Excerpted text >>
________________________
Did you know we are building an Embassy in Baghdad, Iraq? The massive new embassy, being built on the banks of the Tigris River, is designed to be entirely self-sufficient and won't be dependent on Iraq's unreliable public utilities. The 104-acre complex — the size of about 80 football fields and ten times larger than the average size of a US Embassy — will include two office buildings, one of them designed for future use as a school, six apartment buildings, a gym, a pool, a food court and its own power generation and water-treatment plants. The current U.S. Embassy in Iraq has nearly 1,000 Americans working there, more than at any other U.S. embassy.

Original appropriations for the Iraq Embassy complex were nearly $600 million, but some sources project overruns will bring it to $1 Billion before it even opens. Maitenance and operation costs are unknown and will be an ongoing expense. If we weren't planning on staying very long term, why vote for this? Why not amend to ex out this cost from a bill? After all, we do have a temporary Embassy established in Baghdad, ironically in some of Saddam's former Republican Guard complexes. Why not simply continue using that space? Surely an attempt would have been made to shoot this plan down. Or, "it must have been a close vote, I am sure the Dems tried." Um, no. On May 5, 2005 the bill funding this project passed 368-58. A nail biter. The Senate on May 11, 2005 got the same bill for signing and after what I assume was much labored debate, passed it 100-0. Hmmm.

How about a vote pushed by, among others, Ron Paul (R-TX) on May 17, 2007 in the House. This vote, using language taken directly from the War Powers Act, would have prohibited an attack on Iran without specific authorization from Congress. Surely, the interested anti-war Democrats and consistently Constitutional Republicans would have resoundingly voted to stop the unconstitutional usurpation of power which they allowed in the first place with Iraq, stopping the chain of error. The vote didn't make it out of the House, losing 136-288. Not even close. No lesson learned here. Damned be the Constitution.

The May 22, 2007 votes mentioned by the blogger below in "Expansion of the Middle East oil war is a bipartisan imperative" were also not close. 80-14 in the Senate (note that 6 didn't even bother voting) and 280-142 in the House. Again, with astounding consistency, Congress continues its ill advised ways from BOTH sides of the aisle.

In fact, in an August 21, 2007 article on the World Socialist Web Site by Patrick Martin, he summarizes positions and notes the slow rhetorical backtracking the primary candidates are engaging in over the Summer of 2007. Of all places, the NY Times even correctly points out the movement, "As the New York Times noted last week, in a front-page analysis August 12, “Even as they call for an end to the war and pledge to bring the troops home, the Democratic presidential candidates are setting out positions that could leave the United States engaged in Iraq for years.... The candidates are not only trying to retain flexibility for themselves in the event they become president, aides said, but are also hoping to tamp down any expectation that the war would abruptly end if they were elected.”" If their aides are admitting this much in public already, what do you think the real intent is long term?
________________________
Excerpted data >>

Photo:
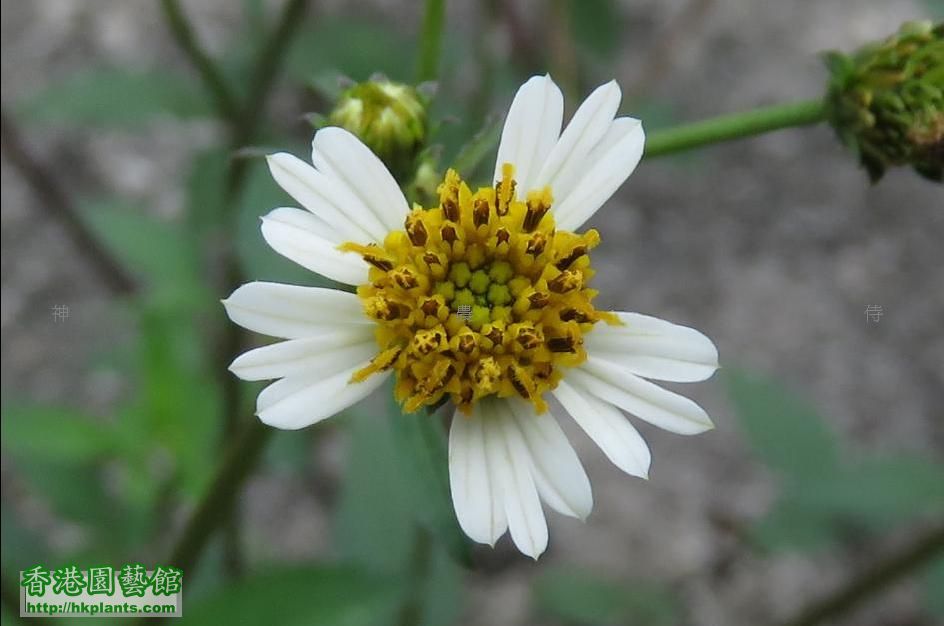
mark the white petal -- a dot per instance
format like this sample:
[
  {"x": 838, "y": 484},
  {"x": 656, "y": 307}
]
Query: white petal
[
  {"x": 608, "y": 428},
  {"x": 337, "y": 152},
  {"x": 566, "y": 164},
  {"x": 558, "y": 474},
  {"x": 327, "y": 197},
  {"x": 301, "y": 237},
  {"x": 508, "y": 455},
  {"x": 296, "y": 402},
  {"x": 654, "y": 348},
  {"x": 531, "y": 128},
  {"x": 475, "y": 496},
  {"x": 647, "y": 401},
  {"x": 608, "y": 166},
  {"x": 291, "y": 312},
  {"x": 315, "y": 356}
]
________________________
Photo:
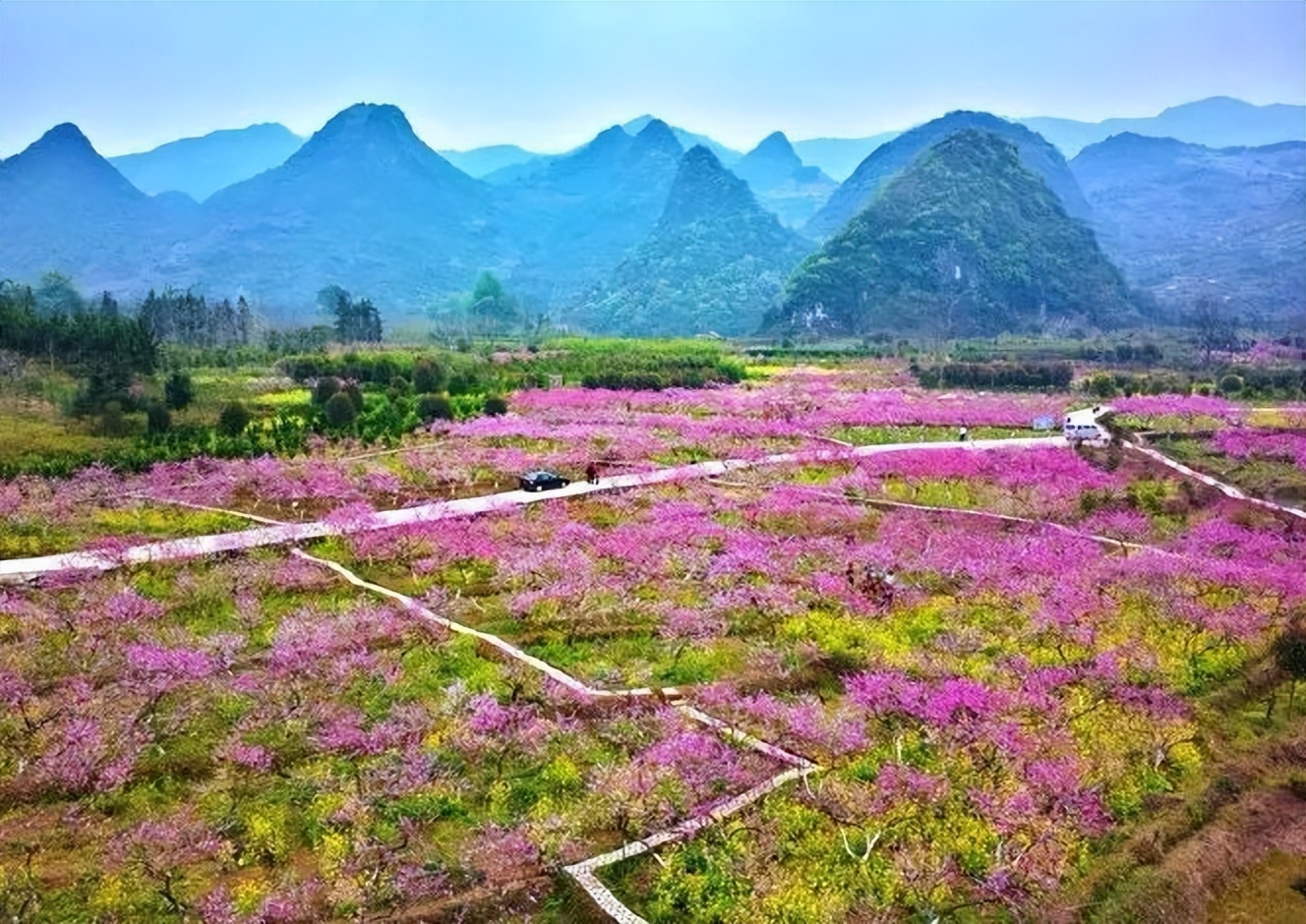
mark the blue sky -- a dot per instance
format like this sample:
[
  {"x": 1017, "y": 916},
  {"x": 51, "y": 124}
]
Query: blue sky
________________________
Prompt A >> Transcribe the Baghdad embassy post from "Did you know" to "other U.S. embassy.".
Prompt B >> In the Baghdad embassy post, what was the Senate's vote on the funding bill on May 11, 2005?
Prompt C >> Take the Baghdad embassy post further, starting after its last sentence.

Expected output A >>
Did you know we are building an Embassy in Baghdad, Iraq? The massive new embassy, being built on the banks of the Tigris River, is designed to be entirely self-sufficient and won't be dependent on Iraq's unreliable public utilities. The 104-acre complex — the size of about 80 football fields and ten times larger than the average size of a US Embassy — will include two office buildings, one of them designed for future use as a school, six apartment buildings, a gym, a pool, a food court and its own power generation and water-treatment plants. The current U.S. Embassy in Iraq has nearly 1,000 Americans working there, more than at any other U.S. embassy.

Expected output B >> The Senate passed it 100-0.

Expected output C >>
If you are a gambling person and don't mind taking money from people being duped, I say collect the most liberal people you know and place bets with them all on troop withdrawal from Iraq assuming a Democratic Presidential win. Use carefully thought out parameters (i.e. number of troops below X by this exact date) for the bet so you will win and they can't weasel out. Then, enforce the bets. Oh, and I didn't even mention the permanent bases in Iraq potentially being built. I say temporary because the House recently did get through language on ceasing funding (previously voted FOR) on building these permanent bases in Iraq. But I have my doubts on the veracity of that recent vote. Check out details with a net search "permanent bases in Iraq."

Expansion of Middle East oil war is a bipartisan imperative

On May 22, 2007, Washington’s Democrats obediently capitulated to the Bush administration, handing Bush a war spending bill completely stripped of conditions that would, in any way, slow the administration’s relentless Middle East conflagration. In fact, the new bill is an even more egregious blank check for a massive “surge” of Bush administration violence throughout the region, opening the door for a war with Iran. New Iraq “benchmarks” pushed by the Democrats themselves will result in new atrocities and more bloodshed, funded by the Democrats themselves.

In refusing to definitively corner a scandalized Bush administration, the Democratic Party leadership has earned itself a tidal wave of rage, vitriol and disgust from Americans who harbor any illusions that the Democrats have any intention of ending the war, or “bringing the troops home”.(see Entire US government failed us on Iraq by Keith Olbermann, and Funding Iraq occupation without deadlines or time lines is a travesty)

The Democrats’ open betrayal of their own constituents, their resounding slap in the face to the vast majority of the American people (70% of whom oppose the war) lays bare the true nature of the Democratic Party, and the US government itself. Dick Cheney stated with smug confidence weeks ago that the Democrats would surrender. Now, the Democrats have not only tossed away their own credibility, and their dreams of future political gain. They have fully revitalized Bush-Cheney and the Republicans.

Bipartisan criminal consensus confirmed

The US political and economic system, ruled by consensus, is deeply criminalized. It thrives on war and oppression. It is an elite racket, sustained by resource conquest, collusion, fraud, lies, cover-up, and the indoctrination and manipulation of minds. “The people”, whose votes never count, are viewed with contempt.

The Republicans and Democrats are factions of the same criminal New World Order, funded by the same criminal interests, beholden to the same think tanks, foundations, corporations and military-intelligence-industrial interests, following the same geopolitical script, written by bipartisan consensus.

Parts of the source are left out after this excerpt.